RECORDS FOR THE EXERCISE

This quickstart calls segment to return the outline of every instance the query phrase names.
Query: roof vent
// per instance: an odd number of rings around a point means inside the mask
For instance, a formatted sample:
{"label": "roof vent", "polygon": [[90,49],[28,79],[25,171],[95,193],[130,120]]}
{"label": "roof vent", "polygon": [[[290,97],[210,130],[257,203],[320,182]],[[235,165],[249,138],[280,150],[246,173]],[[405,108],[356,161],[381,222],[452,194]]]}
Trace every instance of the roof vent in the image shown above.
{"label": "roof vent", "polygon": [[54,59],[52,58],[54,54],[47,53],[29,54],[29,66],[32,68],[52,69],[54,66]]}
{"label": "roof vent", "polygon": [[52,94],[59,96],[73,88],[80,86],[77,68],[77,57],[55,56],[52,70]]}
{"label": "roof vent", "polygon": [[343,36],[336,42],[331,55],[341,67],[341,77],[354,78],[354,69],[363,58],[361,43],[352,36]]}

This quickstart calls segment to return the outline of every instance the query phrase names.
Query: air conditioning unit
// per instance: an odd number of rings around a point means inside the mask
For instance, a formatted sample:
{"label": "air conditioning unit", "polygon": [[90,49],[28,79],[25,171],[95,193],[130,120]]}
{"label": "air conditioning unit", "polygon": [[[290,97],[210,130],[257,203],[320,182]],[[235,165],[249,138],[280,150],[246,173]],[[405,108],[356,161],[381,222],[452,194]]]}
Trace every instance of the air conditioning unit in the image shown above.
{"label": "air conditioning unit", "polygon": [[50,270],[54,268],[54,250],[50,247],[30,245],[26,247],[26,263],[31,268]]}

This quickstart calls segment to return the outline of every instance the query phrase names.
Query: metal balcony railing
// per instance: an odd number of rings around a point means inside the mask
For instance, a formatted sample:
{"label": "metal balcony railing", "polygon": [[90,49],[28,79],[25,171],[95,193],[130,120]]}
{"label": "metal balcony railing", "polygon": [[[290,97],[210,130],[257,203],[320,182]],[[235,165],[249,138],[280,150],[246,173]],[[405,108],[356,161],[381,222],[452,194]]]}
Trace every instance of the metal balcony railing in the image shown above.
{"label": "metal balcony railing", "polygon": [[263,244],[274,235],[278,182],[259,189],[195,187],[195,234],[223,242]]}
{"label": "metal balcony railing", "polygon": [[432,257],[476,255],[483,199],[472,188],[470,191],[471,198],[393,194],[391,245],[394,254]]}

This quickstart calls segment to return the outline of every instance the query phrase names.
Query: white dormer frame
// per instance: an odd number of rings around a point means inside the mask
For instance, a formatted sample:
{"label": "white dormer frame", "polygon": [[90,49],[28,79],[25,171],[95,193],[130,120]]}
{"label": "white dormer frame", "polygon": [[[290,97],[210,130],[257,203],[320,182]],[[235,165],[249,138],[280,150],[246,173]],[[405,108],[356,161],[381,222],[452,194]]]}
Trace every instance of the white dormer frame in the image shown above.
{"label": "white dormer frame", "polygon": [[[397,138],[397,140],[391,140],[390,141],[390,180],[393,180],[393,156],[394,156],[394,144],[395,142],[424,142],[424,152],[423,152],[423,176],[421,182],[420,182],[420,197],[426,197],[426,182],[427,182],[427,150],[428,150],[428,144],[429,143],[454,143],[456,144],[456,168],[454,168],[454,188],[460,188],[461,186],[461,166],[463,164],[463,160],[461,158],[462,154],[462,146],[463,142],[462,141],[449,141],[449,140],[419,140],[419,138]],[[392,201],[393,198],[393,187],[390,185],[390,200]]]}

WHAT YOU ARE ASKED TO DO
Quote all of the entries verbatim.

RESULT
This quickstart calls segment to return the outline of every instance the query phrase names.
Query: roof vent
// per instance: an odd number of rings around a point means inside the mask
For instance, a formatted sample:
{"label": "roof vent", "polygon": [[90,49],[28,79],[25,171],[95,193],[130,120]]}
{"label": "roof vent", "polygon": [[[290,97],[210,130],[257,203],[320,182]],[[235,165],[249,138],[280,150],[246,173]],[[405,108],[356,161],[381,222],[452,194]]]}
Trace every instance of the roof vent in the image shown above.
{"label": "roof vent", "polygon": [[54,59],[52,58],[54,54],[47,53],[29,54],[29,66],[32,68],[52,69],[54,66]]}
{"label": "roof vent", "polygon": [[52,94],[59,96],[73,88],[80,86],[77,68],[77,57],[55,56],[52,70]]}
{"label": "roof vent", "polygon": [[343,36],[336,42],[331,55],[341,67],[341,77],[354,78],[354,69],[363,58],[361,43],[352,36]]}

This quickstart calls segment to return the outline of every instance the query phrase names.
Query: air conditioning unit
// per instance: an odd number of rings around a point means inside the mask
For instance, a formatted sample:
{"label": "air conditioning unit", "polygon": [[90,49],[28,79],[25,171],[95,193],[130,120]]}
{"label": "air conditioning unit", "polygon": [[[290,97],[210,130],[257,203],[320,182]],[[235,165],[249,138],[280,150],[246,173]],[[405,108],[356,161],[381,222],[452,194]]]}
Trace every instance of the air conditioning unit in the image shown above.
{"label": "air conditioning unit", "polygon": [[50,270],[54,268],[54,250],[50,247],[30,245],[26,247],[26,263],[31,268]]}

This quickstart calls segment to return the outline of every instance the query phrase names.
Query: metal balcony railing
// per instance: an odd number of rings around a point means inside the mask
For instance, a formatted sample:
{"label": "metal balcony railing", "polygon": [[90,49],[28,79],[25,171],[95,193],[130,120]]}
{"label": "metal balcony railing", "polygon": [[[290,97],[210,130],[257,203],[320,182]],[[235,165],[249,138],[280,150],[246,173]],[[405,108],[356,161],[381,222],[452,194]]]}
Trace every instance of the metal balcony railing in the image shown above.
{"label": "metal balcony railing", "polygon": [[263,244],[274,235],[278,182],[259,189],[195,187],[195,234],[223,242]]}
{"label": "metal balcony railing", "polygon": [[432,257],[476,255],[483,199],[472,188],[470,191],[471,198],[393,194],[391,245],[394,254]]}

This quickstart calls segment to return the outline of every instance the query phrase names.
Query: white dormer frame
// per instance: an odd number of rings around a point means inside the mask
For instance, a formatted sample:
{"label": "white dormer frame", "polygon": [[90,49],[28,79],[25,171],[95,193],[130,120]]}
{"label": "white dormer frame", "polygon": [[[290,97],[210,130],[257,203],[320,182]],[[235,165],[249,138],[280,150],[246,173]],[[405,108],[356,161],[381,222],[452,194]]]}
Trace every instance of the white dormer frame in the image shown above.
{"label": "white dormer frame", "polygon": [[[397,138],[397,140],[391,140],[390,141],[390,180],[393,180],[393,156],[394,156],[394,144],[395,142],[424,142],[424,152],[423,152],[423,176],[421,182],[420,182],[420,197],[426,197],[426,182],[427,182],[427,150],[428,150],[428,144],[429,143],[454,143],[456,144],[456,168],[454,168],[454,188],[460,188],[461,186],[461,166],[463,164],[463,160],[461,158],[462,154],[462,146],[463,142],[462,141],[449,141],[449,140],[419,140],[419,138]],[[392,201],[393,198],[393,187],[390,185],[390,200]]]}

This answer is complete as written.